Exercise instructions: Copy nothing but the text: repeat each entry exactly and drop the images.
________
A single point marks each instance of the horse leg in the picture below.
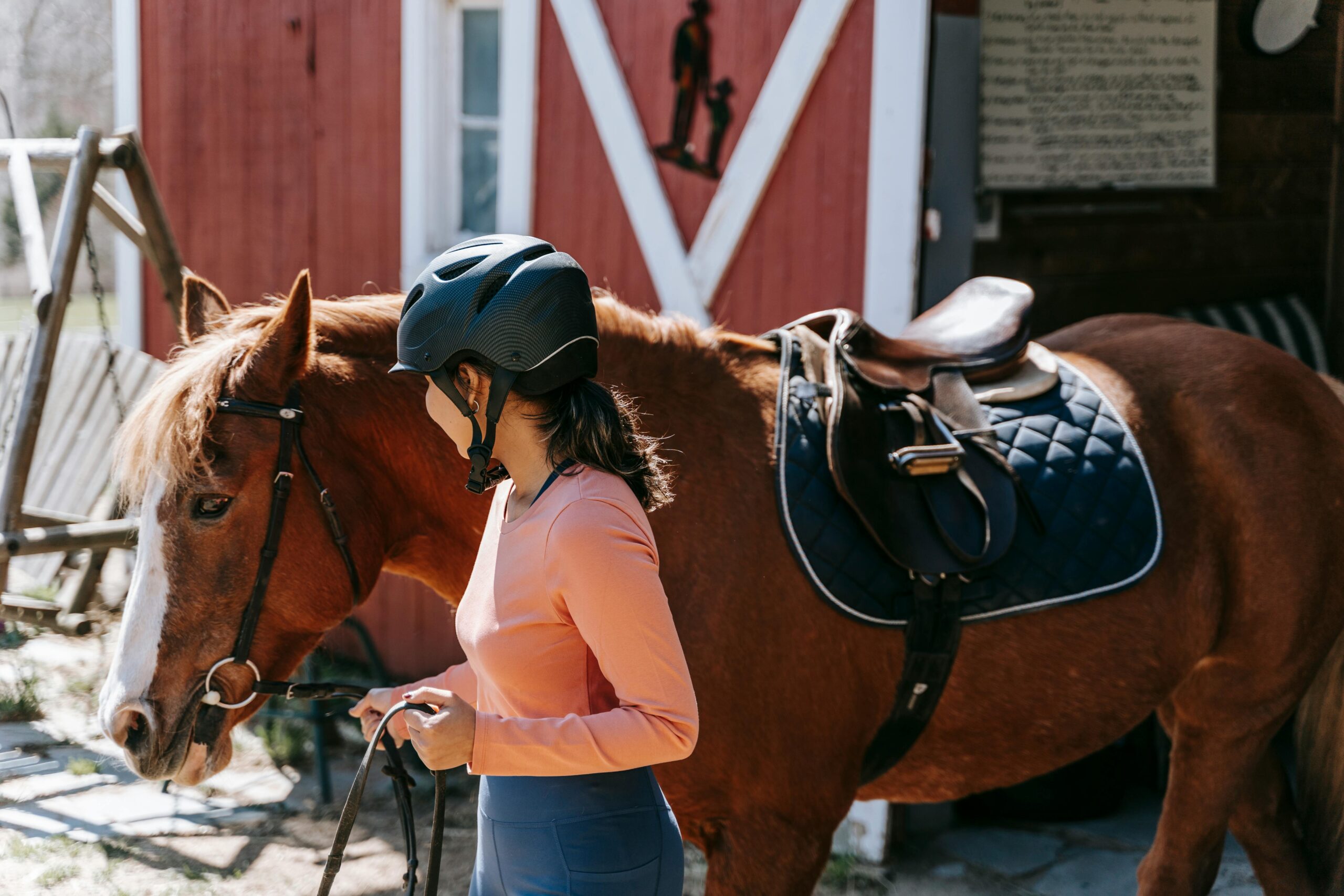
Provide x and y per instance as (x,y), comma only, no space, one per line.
(1213,760)
(768,852)
(1265,824)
________
Answer box:
A single point marks each instance of the horse leg in the picture below.
Provide x and y per instance as (x,y), comma only, no space, one per line.
(1213,760)
(768,852)
(1265,824)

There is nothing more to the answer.